» **Goals**:
[1] In the mailing list message, what PostgreSQL version do all the servers and client tools run?
[2] Does the mailing list message support each statement below? Answer yes or no for each, and quote the deciding words.
(a) The message was sent by Tom Lane.
(b) The corruption happens when standard_conforming_strings is turned off.
(c) In the example command, the output of pg_restore goes to psql.
[3] Carry on the mailing list message past its final line.

Re: Large object corruption during 'piped' pg_restore - Mailing list pgsql-general

From Tom Lane
Subject Re: Large object corruption during 'piped' pg_restore
Date
Msg-id 23205.1295565297@sss.pgh.pa.us
Whole thread Raw
In response to Re: Large object corruption during 'piped' pg_restore  (Bosco Rama <postgres@boscorama.com>)
Responses Re: Large object corruption during 'piped' pg_restore  (Vick Khera <vivek@khera.org>)
Re: Large object corruption during 'piped' pg_restore  (Bosco Rama <postgres@boscorama.com>)
List pgsql-general
Bosco Rama <postgres@boscorama.com> writes:
>>> If 'standard_conforming_strings = on' is set in our DB (which is required for
>>> our app) then the piped restore method (e.g. pg_restore -O backup.dat | psql)
>>> results in the large objects being corrupted.

> All servers and client tools involved are PG 8.4.6 on Ubuntu Server 10.04.1 LTS
> with all current updates applied.

» **Provided information**:

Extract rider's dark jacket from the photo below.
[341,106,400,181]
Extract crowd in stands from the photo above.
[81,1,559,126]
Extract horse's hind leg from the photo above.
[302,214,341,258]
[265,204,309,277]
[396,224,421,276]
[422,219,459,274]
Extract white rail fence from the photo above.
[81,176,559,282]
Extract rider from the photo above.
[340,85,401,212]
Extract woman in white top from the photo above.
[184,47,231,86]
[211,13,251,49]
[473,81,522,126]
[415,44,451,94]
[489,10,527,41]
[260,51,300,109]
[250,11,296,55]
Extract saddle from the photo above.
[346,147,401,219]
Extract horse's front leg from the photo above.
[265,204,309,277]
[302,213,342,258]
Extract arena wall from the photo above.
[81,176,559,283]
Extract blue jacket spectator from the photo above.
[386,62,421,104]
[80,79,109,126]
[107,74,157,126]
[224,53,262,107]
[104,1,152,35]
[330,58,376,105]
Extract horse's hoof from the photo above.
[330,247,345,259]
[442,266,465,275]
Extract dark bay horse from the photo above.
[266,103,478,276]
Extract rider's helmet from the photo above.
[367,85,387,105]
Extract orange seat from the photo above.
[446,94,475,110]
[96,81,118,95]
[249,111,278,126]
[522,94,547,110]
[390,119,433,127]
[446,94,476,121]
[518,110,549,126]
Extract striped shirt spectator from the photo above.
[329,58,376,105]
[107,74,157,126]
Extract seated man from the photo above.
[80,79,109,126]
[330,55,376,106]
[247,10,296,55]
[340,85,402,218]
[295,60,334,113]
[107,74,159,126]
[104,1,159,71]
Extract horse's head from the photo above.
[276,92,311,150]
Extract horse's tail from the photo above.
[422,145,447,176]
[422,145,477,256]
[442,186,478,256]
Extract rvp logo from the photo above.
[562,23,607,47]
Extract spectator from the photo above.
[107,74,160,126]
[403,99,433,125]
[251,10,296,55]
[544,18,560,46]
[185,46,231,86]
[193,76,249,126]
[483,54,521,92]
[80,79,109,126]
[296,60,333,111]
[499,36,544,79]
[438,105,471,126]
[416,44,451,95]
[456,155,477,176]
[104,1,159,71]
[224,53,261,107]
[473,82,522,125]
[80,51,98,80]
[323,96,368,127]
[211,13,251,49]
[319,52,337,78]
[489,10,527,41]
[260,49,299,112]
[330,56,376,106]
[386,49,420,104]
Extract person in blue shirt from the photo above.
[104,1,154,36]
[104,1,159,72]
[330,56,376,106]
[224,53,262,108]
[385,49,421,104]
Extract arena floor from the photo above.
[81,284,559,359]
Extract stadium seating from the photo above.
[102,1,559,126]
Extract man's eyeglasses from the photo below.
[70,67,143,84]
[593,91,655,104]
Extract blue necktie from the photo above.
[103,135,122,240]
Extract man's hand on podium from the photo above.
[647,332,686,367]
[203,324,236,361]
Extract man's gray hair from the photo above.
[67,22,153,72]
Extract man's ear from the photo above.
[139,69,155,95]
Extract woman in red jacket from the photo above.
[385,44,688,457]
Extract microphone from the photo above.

» **Set of answers**:
[1] PG 8.4.6, on Ubuntu Server 10.04.1 LTS.

[2]
(a) Yes: "From Tom Lane"
(b) No: "If 'standard_conforming_strings = on' is set in our DB"
(c) Yes: "pg_restore -O backup.dat | psql"

[3]
I've been able to replicate this in 8.4; it doesn't happen in 9.0
(but probably does in all 8.x versions).

The problem is that pg_dump (or in this case really pg_restore) is
relying on libpq's PQescapeBytea() to format the bytea literal that
will be given as argument to lowrite() during the restore.  When
pg_dump is producing SQL directly, or when pg_restore is connected
to a database, PQescapeBytea() mooches the standard_conforming_strings
value from the active libpq connection and gets the right answer.
In the single case where pg_restore is producing SQL without ever
opening a database connection, PQescapeBytea doesn't know what to do
and defaults to the old non-standard-strings behavior.  Unfortunately
pg_restore set standard_conforming_strings=on earlier in the script
(if it was set in the original source database) so you get the wrong
thing.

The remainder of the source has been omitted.